* **WORK ORDER**
Please transcribe only the lines from the one holding "Could you please point out the man's ear" through the final line of the data, both included, with no pictures.

Records from a dataset:
────────────────────

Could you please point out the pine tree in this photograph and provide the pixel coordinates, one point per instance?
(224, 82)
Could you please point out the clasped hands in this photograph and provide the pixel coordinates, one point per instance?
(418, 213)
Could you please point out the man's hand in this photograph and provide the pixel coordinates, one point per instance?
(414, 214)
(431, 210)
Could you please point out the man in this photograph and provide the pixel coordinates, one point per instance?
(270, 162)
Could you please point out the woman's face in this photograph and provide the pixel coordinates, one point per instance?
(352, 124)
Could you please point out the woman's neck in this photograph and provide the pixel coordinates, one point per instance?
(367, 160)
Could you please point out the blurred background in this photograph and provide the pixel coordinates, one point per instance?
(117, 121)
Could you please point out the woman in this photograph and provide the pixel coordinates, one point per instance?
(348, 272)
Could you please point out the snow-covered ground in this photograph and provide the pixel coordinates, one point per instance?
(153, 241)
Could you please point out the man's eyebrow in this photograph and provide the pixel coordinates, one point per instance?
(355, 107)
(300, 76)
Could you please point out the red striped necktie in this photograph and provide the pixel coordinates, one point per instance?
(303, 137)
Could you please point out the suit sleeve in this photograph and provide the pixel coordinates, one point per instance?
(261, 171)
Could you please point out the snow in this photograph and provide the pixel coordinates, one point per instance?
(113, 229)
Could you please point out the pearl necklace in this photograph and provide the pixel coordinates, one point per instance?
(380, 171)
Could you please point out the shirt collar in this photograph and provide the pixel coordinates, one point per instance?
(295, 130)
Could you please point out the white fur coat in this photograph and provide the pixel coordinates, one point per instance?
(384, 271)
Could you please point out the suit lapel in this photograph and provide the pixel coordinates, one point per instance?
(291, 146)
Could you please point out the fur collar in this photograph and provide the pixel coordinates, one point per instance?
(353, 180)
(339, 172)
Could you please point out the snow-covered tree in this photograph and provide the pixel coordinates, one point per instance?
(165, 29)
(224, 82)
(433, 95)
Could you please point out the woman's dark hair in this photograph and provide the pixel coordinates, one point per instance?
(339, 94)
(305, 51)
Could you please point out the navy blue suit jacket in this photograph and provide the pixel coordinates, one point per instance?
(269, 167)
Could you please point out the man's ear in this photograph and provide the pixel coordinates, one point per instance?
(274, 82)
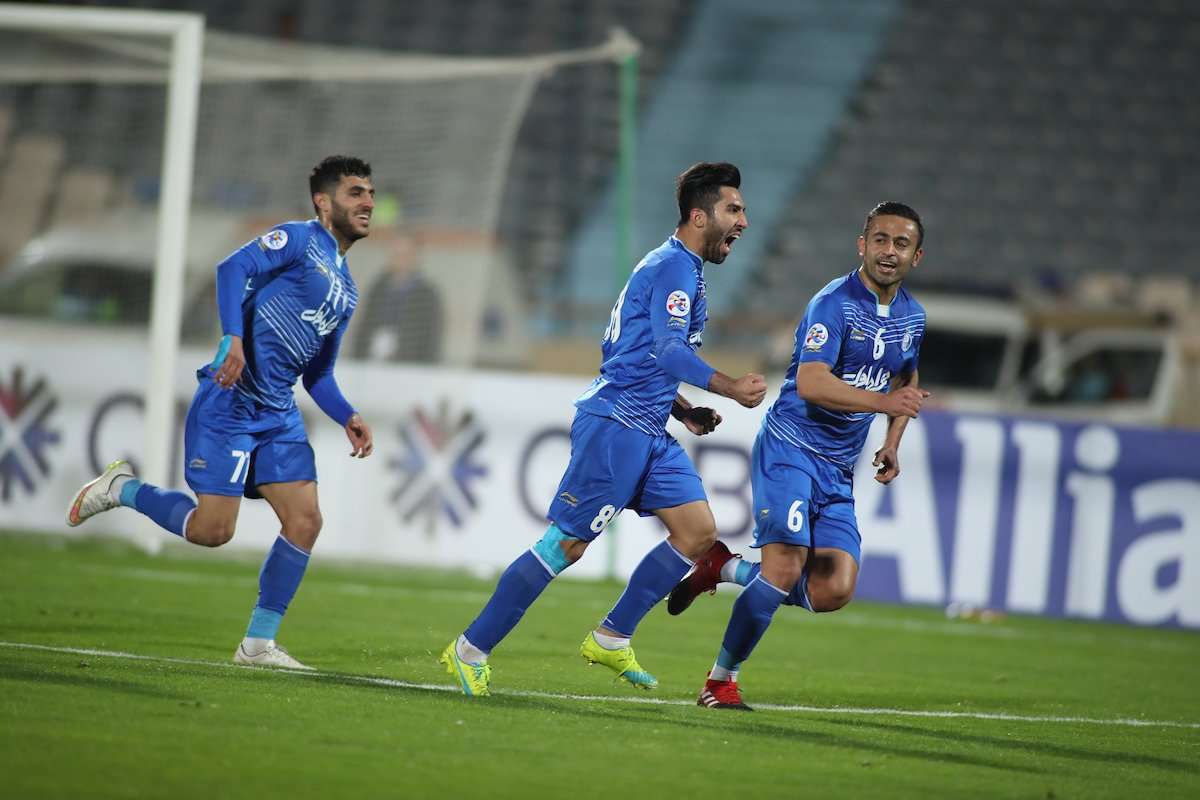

────────────────────

* **REPLY TO THE TASK**
Could you please point out the man's ear in this photograph and provide the pixel coordinates, one point per instance?
(274, 82)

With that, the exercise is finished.